# Challenge
Below are some records; retype all of them exactly.

Dataset records
▬▬▬▬▬▬▬▬▬▬

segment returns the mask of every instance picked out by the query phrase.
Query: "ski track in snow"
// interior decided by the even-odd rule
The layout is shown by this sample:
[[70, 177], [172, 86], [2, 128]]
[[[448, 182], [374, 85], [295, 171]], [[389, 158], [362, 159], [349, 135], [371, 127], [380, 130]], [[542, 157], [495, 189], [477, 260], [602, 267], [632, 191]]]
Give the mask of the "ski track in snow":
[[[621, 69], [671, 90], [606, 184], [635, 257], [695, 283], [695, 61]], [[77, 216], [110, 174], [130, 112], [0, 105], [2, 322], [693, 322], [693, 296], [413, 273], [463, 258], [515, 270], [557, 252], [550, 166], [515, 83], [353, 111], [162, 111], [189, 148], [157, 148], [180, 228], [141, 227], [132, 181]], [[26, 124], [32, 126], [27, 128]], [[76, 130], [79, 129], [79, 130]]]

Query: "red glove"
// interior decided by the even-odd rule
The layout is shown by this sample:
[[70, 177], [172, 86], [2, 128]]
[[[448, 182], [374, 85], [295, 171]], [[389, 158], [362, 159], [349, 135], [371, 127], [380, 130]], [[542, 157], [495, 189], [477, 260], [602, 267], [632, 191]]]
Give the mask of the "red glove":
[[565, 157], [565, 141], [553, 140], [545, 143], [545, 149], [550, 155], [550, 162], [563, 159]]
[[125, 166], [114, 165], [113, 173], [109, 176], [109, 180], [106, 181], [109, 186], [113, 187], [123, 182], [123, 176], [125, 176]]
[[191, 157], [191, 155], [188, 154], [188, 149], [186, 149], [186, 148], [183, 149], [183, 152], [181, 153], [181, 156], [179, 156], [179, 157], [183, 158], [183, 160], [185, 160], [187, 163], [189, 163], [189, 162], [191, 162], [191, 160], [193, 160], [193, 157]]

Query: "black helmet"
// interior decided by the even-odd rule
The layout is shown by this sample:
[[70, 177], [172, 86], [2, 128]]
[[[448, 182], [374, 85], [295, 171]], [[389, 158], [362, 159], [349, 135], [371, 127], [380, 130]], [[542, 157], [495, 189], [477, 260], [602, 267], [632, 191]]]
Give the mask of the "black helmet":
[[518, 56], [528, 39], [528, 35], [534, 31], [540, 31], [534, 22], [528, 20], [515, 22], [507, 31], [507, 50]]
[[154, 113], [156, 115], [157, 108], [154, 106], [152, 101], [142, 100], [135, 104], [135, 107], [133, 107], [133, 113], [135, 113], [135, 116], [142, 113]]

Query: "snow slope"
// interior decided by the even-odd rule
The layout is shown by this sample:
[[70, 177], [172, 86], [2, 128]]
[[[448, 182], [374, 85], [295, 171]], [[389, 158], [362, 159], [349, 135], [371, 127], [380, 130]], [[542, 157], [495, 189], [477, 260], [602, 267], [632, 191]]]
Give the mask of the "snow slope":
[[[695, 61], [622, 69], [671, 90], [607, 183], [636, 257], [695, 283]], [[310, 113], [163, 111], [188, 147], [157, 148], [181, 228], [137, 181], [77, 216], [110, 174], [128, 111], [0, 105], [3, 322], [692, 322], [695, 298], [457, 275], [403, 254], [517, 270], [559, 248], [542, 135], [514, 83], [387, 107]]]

▬▬▬▬▬▬▬▬▬▬

# Reply
segment returns the mask of every instance picked out by the query phrase.
Query: "ski track in snow"
// interior decided by the even-odd rule
The layout is shown by this sample:
[[70, 177], [172, 86], [2, 128]]
[[[448, 182], [374, 85], [295, 171]], [[389, 158], [362, 159], [349, 135], [371, 127], [380, 130]], [[542, 157], [495, 189], [477, 260], [602, 267], [632, 191]]]
Give the mask of the "ski track in snow":
[[[621, 69], [671, 90], [606, 184], [635, 257], [695, 283], [695, 61]], [[77, 216], [110, 174], [130, 112], [0, 105], [2, 322], [693, 322], [693, 296], [413, 273], [463, 258], [515, 270], [557, 252], [550, 166], [515, 83], [353, 111], [162, 111], [189, 148], [157, 148], [180, 228], [141, 227], [132, 181]], [[26, 124], [32, 126], [27, 128]], [[76, 130], [79, 129], [79, 130]]]

Query: "red glove"
// interior decided by the even-odd rule
The layout is shown by this sample:
[[70, 177], [172, 86], [2, 128]]
[[[448, 182], [374, 85], [295, 171]], [[389, 158], [362, 159], [349, 135], [371, 127], [380, 130]], [[542, 157], [495, 189], [477, 260], [602, 267], [632, 191]]]
Give the mask of the "red glove":
[[565, 157], [565, 141], [553, 140], [545, 143], [545, 149], [550, 155], [550, 162], [563, 159]]
[[125, 166], [114, 165], [113, 173], [109, 176], [109, 180], [106, 181], [109, 186], [113, 187], [123, 182], [123, 176], [125, 176]]
[[191, 157], [191, 155], [188, 154], [188, 149], [186, 149], [186, 148], [183, 149], [183, 152], [181, 153], [181, 156], [179, 156], [179, 157], [183, 158], [183, 160], [185, 160], [187, 163], [189, 163], [189, 162], [191, 162], [191, 160], [193, 160], [193, 157]]

Query: "black helmet"
// interior decided by the even-odd rule
The layout is shown by this sample:
[[70, 177], [172, 86], [2, 128]]
[[[448, 182], [374, 85], [295, 171]], [[389, 158], [362, 159], [349, 135], [371, 127], [380, 130]], [[542, 157], [495, 189], [477, 260], [602, 267], [632, 191]]]
Give the mask of the "black helmet":
[[518, 56], [528, 39], [528, 35], [534, 31], [540, 31], [534, 22], [528, 20], [515, 22], [507, 31], [507, 50]]
[[154, 113], [156, 115], [157, 108], [154, 106], [152, 101], [142, 100], [135, 104], [135, 107], [133, 107], [133, 113], [135, 113], [135, 116], [142, 113]]

Query: "snow slope"
// interior decided by the even-odd rule
The layout is shown by this sample:
[[70, 177], [172, 86], [2, 128]]
[[[448, 182], [374, 85], [295, 171]], [[389, 158], [362, 159], [349, 135], [371, 127], [380, 130]], [[542, 157], [495, 189], [477, 260], [602, 267], [632, 191]]]
Give the mask of the "snow slope":
[[[695, 61], [622, 69], [671, 90], [607, 183], [636, 257], [695, 283]], [[310, 113], [163, 111], [188, 147], [157, 148], [181, 228], [137, 181], [77, 216], [110, 174], [128, 111], [0, 105], [3, 322], [692, 322], [695, 298], [457, 275], [403, 254], [517, 270], [559, 248], [542, 135], [514, 83], [387, 107]]]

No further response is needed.